**Directions:** Copy out the listing starting at the line that contains "Put a pin on every instance of the green grass" and ending at its last line, renaming "green grass strip" to "grass border" and changing nothing else.
-------- Given records
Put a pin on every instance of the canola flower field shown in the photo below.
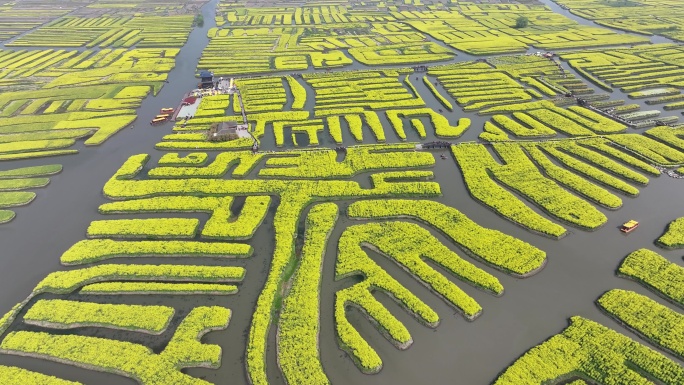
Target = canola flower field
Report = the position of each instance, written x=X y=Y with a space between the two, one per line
x=411 y=167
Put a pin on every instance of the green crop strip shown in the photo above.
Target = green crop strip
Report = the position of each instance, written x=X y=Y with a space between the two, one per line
x=298 y=325
x=656 y=273
x=595 y=352
x=655 y=322
x=674 y=236
x=60 y=314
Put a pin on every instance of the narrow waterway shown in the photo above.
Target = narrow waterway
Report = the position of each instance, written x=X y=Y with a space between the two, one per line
x=580 y=268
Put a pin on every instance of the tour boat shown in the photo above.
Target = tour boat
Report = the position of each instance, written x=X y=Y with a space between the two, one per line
x=156 y=121
x=629 y=226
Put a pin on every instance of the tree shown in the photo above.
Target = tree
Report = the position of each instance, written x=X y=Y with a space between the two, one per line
x=521 y=22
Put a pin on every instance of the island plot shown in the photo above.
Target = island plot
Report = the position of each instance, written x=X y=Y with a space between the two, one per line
x=545 y=141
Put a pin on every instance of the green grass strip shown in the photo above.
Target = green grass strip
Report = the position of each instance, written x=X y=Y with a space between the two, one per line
x=62 y=314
----------------
**Result of this task:**
Put a pin on every instance of the grass border shown in the photo above.
Target = grass border
Report = the position of each instance, written x=X y=Y with a space between the two, one per line
x=62 y=314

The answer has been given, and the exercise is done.